Exactly repeat all the records below, omitting the images they hold.
** Start **
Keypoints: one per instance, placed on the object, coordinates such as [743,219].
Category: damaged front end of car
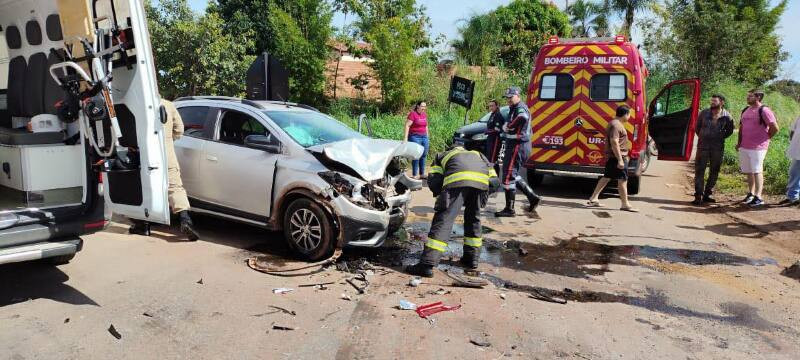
[368,186]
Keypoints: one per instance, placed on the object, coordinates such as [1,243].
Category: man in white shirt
[793,153]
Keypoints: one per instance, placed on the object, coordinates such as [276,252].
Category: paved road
[671,282]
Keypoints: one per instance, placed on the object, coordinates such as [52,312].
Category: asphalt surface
[673,281]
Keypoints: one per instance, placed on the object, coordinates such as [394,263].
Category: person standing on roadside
[494,127]
[517,138]
[617,148]
[416,131]
[793,153]
[714,125]
[756,127]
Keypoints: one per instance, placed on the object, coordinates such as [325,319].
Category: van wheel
[60,260]
[308,230]
[634,184]
[535,179]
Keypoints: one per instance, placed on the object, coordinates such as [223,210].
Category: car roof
[258,104]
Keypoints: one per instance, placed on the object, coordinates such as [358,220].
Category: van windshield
[309,128]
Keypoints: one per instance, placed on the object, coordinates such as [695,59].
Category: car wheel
[308,229]
[535,178]
[634,183]
[60,260]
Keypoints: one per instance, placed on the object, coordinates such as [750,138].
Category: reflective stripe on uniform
[474,242]
[436,245]
[468,176]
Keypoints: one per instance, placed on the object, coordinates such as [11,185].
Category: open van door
[672,118]
[141,192]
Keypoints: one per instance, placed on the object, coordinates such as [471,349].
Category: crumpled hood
[368,157]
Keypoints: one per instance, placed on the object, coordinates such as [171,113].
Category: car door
[672,118]
[236,177]
[139,193]
[198,125]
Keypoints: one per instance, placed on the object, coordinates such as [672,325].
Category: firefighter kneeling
[458,178]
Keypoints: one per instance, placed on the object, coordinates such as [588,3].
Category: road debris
[792,271]
[285,311]
[481,343]
[427,310]
[113,331]
[281,327]
[406,305]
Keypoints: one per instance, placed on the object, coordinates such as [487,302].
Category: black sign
[461,91]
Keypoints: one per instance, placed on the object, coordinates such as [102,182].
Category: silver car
[288,167]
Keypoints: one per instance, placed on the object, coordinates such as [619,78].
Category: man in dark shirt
[714,125]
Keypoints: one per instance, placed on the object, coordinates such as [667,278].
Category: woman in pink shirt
[417,132]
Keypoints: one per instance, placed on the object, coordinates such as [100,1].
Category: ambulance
[574,91]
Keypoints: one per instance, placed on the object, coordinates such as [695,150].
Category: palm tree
[582,16]
[629,8]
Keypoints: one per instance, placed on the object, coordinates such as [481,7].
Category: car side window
[194,120]
[608,87]
[236,126]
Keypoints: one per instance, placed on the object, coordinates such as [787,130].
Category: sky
[446,16]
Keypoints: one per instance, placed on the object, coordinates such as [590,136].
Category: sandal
[593,204]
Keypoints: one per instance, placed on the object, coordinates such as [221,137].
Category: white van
[58,174]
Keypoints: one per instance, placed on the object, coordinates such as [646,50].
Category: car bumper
[363,227]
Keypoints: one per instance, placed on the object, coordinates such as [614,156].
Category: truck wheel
[634,184]
[60,260]
[535,179]
[308,230]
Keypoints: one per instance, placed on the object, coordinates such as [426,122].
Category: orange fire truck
[574,90]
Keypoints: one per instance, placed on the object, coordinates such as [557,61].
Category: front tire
[308,229]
** End **
__WORKED ANSWER__
Keypoints: one per instance, placed on the object, coordinates such as [743,219].
Category: damaged front end of car
[368,186]
Keypoints: one per instance, placed on the object, coordinates such as [1,243].
Category: man in white shirt
[793,153]
Keypoints: one per instance, placed on the object, coordinates such as [276,252].
Category: paved road
[671,282]
Keypoints: one per instance, placed on the object, coordinates such as [52,312].
Category: asphalt surface
[673,281]
Keypoints: one per instance, placed on the object, coordinates such as [394,263].
Category: person standing on roadside
[494,127]
[517,138]
[617,148]
[416,131]
[793,153]
[714,125]
[756,127]
Keypoints: one per instance, placed on the object, coordinates such as [325,319].
Category: van wheel
[60,260]
[308,230]
[634,184]
[535,179]
Keypoints: one per instance, placed on the object, coordinates such as [223,210].
Category: car roof
[258,104]
Keypoints: one per instance, placed on the object, coordinates such as [358,220].
Category: van windshield
[309,128]
Keypoints: one per instance, placed on the object, coordinates such as [695,59].
Category: car wheel
[308,229]
[535,178]
[634,183]
[60,260]
Keypoints: one per instance, placed on the object, coordinates such as [750,138].
Category: reflective stripe on uniform
[474,242]
[436,245]
[468,176]
Keypoints: one per instance, placed on the object, coordinates such as [11,185].
Category: open van door
[672,118]
[141,192]
Keypoints: one per instance, placed on the object, coordinates such as [471,349].
Category: crumpled hood
[368,157]
Keypoints: one per instance, placed on the object, coordinates such as [171,113].
Category: car door
[672,118]
[236,177]
[139,193]
[198,125]
Keypoints: one per instance, placed on the object, coordinates such as [672,325].
Category: firefighter kneeling
[458,178]
Keypoints: one per instance, placed on the object, coordinates such as [588,3].
Category: road debris
[792,271]
[285,311]
[481,343]
[427,310]
[113,331]
[281,327]
[406,305]
Keypoints: one per instance, placed on the object, coordinates such as [487,302].
Category: black sign
[461,91]
Keypoints: one per instance, placed on the object, coordinates such as [102,182].
Category: silver car
[288,167]
Keypoints: one per instance, placed on the object, coordinates such as [619,78].
Category: man in dark shirt
[714,125]
Keypoints: one per instance, placed on the object, coordinates such as [667,278].
Category: woman in pink shirt
[417,132]
Keypoints: one per instance, placed on the object, coordinates such as [100,1].
Category: ambulance
[574,91]
Keypoints: one per instance, placed on the object, coordinates such as [695,150].
Category: palm tree
[582,16]
[629,8]
Keypoints: one per instance, placed on the object, coordinates such as [481,7].
Category: car side window
[194,120]
[608,87]
[236,126]
Keypoints: one per instance, placed on the object, coordinates such as [787,130].
Category: sky
[446,16]
Keypoints: one per instance, placed on the object, coordinates such as [590,136].
Category: sandal
[593,204]
Keypoints: one per instance, placed on the object, coordinates such as [221,137].
Category: white van
[58,174]
Keypoints: one per instance, placed on the object, coordinates such as [646,50].
Category: car bumper
[363,227]
Keypoints: one per instance, placed on the object, coordinates such as [614,156].
Category: truck wheel
[634,184]
[60,260]
[535,179]
[308,230]
Keypoints: one per instance, placed on the object, coordinates such as [426,122].
Category: orange fire truck
[574,90]
Keypoints: one per instance, placed on the object, coordinates such as [557,61].
Category: front tire
[308,229]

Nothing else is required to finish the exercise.